[Tasks to perform]
1. Do the following statements agree with the Robot Wall Coverage System page? For each, answer yes or no and quote the words of the page that decide it. (a) The system is described as a frontend application. (b) Messages in the architecture pass through RabbitMQ. (c) The wall-painting robot is named Toby.
2. What areas does the Robot Wall Coverage System page say the project focuses on? List every one.

[Extract provided]
■ ■ ■ ■

Robot Wall Coverage System

A server-intensive, computation-heavy backend system for autonomous wall-finishing robots. This project focuses on path planning, async task execution, persistence, observability, and stress resilience.

Video Walkthrough

This repository is accompanied by a structured video walkthrough that explains the problem statement, system design, implementation details, and performance characteristics end-to-end.

Meet Toby: The Wall-Painting Robot (Problem Statement & Motivation)

Introduces the real-world inspiration behind the project and clearly defines the problem being solved.
Video: https://drive.google.com/file/d/1wJMI0MsLGbiqv69CxK_AT0k06hciiRcb/view?usp=drive_link

System Architecture: API -> RabbitMQ -> Worker -> Database -> Metrics

Explains the asynchronous architecture, message flow, and responsibilities of each component.
Video: https://drive.google.com/file/d/1rE2ljH71nbIuctpqmEB1yLKEPChVOfWp/view?usp=drive_link

Code Walkthrough: Path Planning, Workers, and Persistence Layer

Detailed walkthrough of the core codebase, including domain logic, workers, and data persistence.
Video: https://drive.google.com/file/d/1RmAdAJqYt9HVRqGP0hrKGYpaRMF8Ghkr/view?usp=drive_link

End-to-End Execution: From API Request to Completed Trajectories

Demonstrates a real API request flowing through RabbitMQ, workers, and into the database.

■ ■ ■ ■

[Contour labeling items]
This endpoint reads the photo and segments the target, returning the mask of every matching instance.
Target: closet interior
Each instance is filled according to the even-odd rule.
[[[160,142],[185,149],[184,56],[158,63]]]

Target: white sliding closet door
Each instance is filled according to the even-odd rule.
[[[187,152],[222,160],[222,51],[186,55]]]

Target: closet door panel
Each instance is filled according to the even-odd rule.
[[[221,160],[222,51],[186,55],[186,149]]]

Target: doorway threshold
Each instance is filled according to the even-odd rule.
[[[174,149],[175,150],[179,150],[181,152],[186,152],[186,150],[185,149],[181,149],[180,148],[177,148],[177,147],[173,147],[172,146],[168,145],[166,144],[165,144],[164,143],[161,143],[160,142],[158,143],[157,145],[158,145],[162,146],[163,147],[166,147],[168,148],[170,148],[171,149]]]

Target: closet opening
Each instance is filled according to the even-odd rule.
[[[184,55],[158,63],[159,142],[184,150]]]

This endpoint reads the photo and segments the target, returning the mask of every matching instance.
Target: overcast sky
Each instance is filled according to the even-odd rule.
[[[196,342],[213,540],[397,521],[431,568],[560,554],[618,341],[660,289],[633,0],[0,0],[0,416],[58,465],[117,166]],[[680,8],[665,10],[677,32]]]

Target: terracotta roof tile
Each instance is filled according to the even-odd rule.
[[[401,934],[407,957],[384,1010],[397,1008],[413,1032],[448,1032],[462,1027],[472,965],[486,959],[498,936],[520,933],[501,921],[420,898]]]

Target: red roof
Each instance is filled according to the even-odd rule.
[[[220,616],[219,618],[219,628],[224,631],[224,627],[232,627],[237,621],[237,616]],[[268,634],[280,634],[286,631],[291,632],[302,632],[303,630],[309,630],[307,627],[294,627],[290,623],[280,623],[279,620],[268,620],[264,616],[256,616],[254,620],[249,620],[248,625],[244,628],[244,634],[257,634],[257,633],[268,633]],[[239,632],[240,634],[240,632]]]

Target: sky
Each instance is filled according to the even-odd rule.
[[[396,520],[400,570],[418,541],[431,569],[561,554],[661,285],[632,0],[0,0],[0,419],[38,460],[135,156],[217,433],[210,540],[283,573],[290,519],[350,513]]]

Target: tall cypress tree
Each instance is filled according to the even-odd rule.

■ ■ ■ ■

[Expected results]
1.
(a) No: "A server-intensive, computation-heavy backend system for autonomous wall-finishing robots."
(b) Yes: "System Architecture: API -> RabbitMQ -> Worker -> Database -> Metrics"
(c) Yes: "Meet Toby: The Wall-Painting Robot"

2.
- path planning
- async task execution
- persistence
- observability
- stress resilience